### Task directions
Reproduce the data below exactly. Skip the pictures.

(Point localization data)
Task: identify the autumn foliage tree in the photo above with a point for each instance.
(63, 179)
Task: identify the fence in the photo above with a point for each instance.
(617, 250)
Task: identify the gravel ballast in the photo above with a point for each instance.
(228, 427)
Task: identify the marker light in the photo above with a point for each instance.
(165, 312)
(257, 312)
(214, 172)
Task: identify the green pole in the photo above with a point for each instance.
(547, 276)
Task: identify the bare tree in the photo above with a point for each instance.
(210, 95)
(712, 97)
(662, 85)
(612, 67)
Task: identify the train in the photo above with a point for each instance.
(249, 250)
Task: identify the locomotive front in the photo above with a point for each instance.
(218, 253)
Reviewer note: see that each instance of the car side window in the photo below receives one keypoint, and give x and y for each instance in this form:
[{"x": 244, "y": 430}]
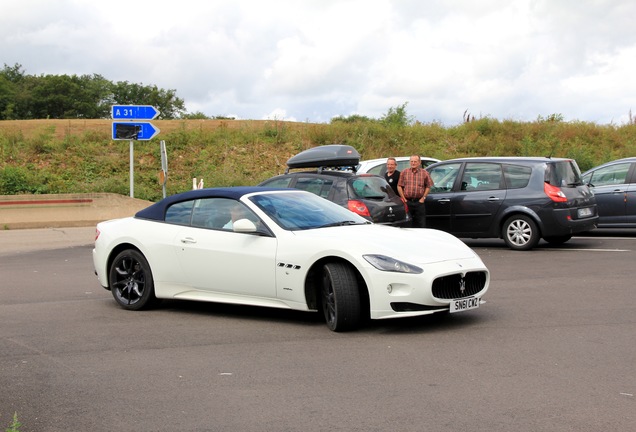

### Exercise result
Task: identify the autumn foliage tree in the photo above with a point for each instance.
(63, 179)
Task: identify the fence in the photo above with a point for each instance.
(617, 250)
Task: identify the gravel ballast in the photo above with a point for each instance.
(228, 427)
Task: identify the marker light in the photo above with a point for each instance.
(165, 312)
(257, 312)
(214, 172)
Task: identify the green pole in the photo above with a point for each instance.
(547, 276)
Task: identify the bare tree in the photo above with a point for each instance.
(210, 95)
(712, 97)
(662, 85)
(612, 67)
Task: identify the train in the photo above with a point for each instance.
(249, 250)
Task: identify the locomotive front in the photo above with a point for each instance.
(218, 253)
Reviewer note: see that each instance of the car side window in the photo below receives one keypoint, and give x and y for each instance in this form:
[{"x": 244, "y": 430}]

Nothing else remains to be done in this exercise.